▸ **Goal**:
Please format the lines of the listing below from the line containing "An instance of the mountain" through the line containing "Target: mountain slope with trees", both included, as a JSON list of strings with one string per line and no blank lines.

[Region annotation listing]
────────────────────
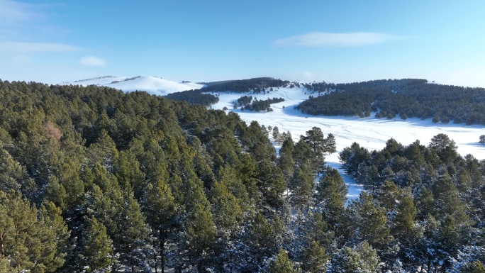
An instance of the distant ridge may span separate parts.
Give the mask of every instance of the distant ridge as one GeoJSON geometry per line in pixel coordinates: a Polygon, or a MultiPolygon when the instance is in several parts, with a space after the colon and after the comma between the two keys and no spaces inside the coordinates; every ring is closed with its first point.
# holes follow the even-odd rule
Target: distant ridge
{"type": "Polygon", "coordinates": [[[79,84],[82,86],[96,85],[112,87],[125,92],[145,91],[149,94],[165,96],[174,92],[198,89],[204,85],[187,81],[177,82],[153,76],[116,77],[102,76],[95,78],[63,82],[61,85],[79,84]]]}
────────────────────
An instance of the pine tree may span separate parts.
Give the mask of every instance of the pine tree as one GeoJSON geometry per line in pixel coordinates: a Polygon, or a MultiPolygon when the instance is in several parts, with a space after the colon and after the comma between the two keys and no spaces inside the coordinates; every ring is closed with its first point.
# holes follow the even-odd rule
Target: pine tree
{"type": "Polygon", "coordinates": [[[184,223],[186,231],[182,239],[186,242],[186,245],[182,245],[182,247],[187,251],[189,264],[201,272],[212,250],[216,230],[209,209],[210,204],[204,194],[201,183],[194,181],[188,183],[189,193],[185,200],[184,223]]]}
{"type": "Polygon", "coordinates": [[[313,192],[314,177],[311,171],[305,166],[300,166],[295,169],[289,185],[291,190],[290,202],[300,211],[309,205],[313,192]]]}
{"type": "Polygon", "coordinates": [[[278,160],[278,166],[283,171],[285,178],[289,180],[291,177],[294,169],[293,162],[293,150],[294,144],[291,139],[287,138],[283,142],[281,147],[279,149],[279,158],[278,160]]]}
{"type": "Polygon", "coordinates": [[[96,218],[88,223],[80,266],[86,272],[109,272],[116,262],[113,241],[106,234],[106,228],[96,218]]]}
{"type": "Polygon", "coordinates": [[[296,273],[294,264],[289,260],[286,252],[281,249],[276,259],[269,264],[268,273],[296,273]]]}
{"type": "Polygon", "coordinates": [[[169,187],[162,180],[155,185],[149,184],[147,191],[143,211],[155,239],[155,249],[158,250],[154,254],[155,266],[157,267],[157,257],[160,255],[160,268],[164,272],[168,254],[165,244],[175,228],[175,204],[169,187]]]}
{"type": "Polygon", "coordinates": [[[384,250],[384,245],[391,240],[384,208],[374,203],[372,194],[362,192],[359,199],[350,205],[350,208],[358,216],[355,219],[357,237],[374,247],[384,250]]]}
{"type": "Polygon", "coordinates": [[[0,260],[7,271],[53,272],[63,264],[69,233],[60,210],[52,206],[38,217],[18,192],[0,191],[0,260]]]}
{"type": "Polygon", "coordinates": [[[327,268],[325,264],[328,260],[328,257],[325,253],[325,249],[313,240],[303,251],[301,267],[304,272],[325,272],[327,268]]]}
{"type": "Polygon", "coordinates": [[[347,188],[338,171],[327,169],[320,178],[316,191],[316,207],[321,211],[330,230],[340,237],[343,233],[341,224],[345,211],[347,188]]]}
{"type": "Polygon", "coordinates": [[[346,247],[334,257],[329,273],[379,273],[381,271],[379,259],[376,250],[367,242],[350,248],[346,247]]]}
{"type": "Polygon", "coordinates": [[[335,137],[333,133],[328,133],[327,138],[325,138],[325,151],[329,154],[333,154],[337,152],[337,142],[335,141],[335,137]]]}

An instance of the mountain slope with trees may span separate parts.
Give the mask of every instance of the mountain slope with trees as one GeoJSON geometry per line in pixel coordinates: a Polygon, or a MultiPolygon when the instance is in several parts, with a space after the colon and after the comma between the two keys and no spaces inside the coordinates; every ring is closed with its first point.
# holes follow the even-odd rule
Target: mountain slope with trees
────────────────────
▸ **Exercise response**:
[
  "An instance of the mountain slope with trees may span separate parts.",
  "Give the mask of every instance of the mountain slope with trees as one GeoJSON geometry per line in pixel coordinates: a Polygon, or a MultiPolygon when the instance is in several parts, with a space after the colon and after the comma between the two keys and no spaces inside the coordinates; every ring is closed with its first point.",
  "# holes follow the even-odd rule",
  "Target: mountain slope with trees"
]